Title:Bioinformatics Approaches to Profile the Tumor Microenvironment for Immunotherapeutic Discovery
VOLUME: 23 ISSUE: 32
Author(s):Trevor Clancy, Ruth Dannenfelser, Olga Troyanskaya, Karl Johan Malmberg, Eivind Hovig and Vessela Kristensen*
Affiliation:Department of Cancer Immunology, Institute for Cancer Research, The Norwegian Radium Hospital, Oslo University Hospital, Department of Computer Science, Princeton University, Princeton, New Jersey, Department of Computer Science, Princeton University, Princeton, New Jersey, Department of Cancer Immunology, Institute for Cancer Research, The Norwegian Radium Hospital, Oslo University Hospital, Department of Tumor Biology, Institute for Cancer Research, The Norwegian Radium Hospital, Oslo University Hospital, Department of Clinical Molecular Biology (EpiGen), Division of Medicine, Akershus University Hospital, Lørenskog, and University of Oslo, Oslo
Keywords:Bioinformatics, Systems-immunology, Immunotherapy, gene expression profiling, immune-cell infiltration, Immuno-oncology.
Abstract:In the microenvironment of a malignancy, tumor cells do not exist in isolation, but rather in a diverse
ecosystem consisting not only of heterogeneous tumor-cell clones, but also normal cell types such as fibroblasts,
vasculature, and an extensive pool of immune cells at numerous possible stages of activation and differentiation.

**Task item**
Please translate this sentence from the tumor microenvironment abstract into Spanish: "In the microenvironment of a malignancy, tumor cells do not exist in isolation, but rather in a diverse ecosystem consisting not only of heterogeneous tumor-cell clones, but also normal cell types such as fibroblasts, vasculature, and an extensive pool of immune cells at numerous possible stages of activation and differentiation." This material is separate from the tumor microenvironment abstract.

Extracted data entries
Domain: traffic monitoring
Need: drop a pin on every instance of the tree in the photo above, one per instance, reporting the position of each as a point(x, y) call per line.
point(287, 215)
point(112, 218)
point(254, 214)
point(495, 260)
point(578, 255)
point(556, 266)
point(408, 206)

**Response for this exercise**
En el microambiente de una neoplasia maligna, las células tumorales no existen de forma aislada, sino en un ecosistema diverso compuesto no solo por clones heterogéneos de células tumorales, sino también por tipos celulares normales como fibroblastos, vasculatura y un amplio conjunto de células inmunitarias en numerosas etapas posibles de activación y diferenciación.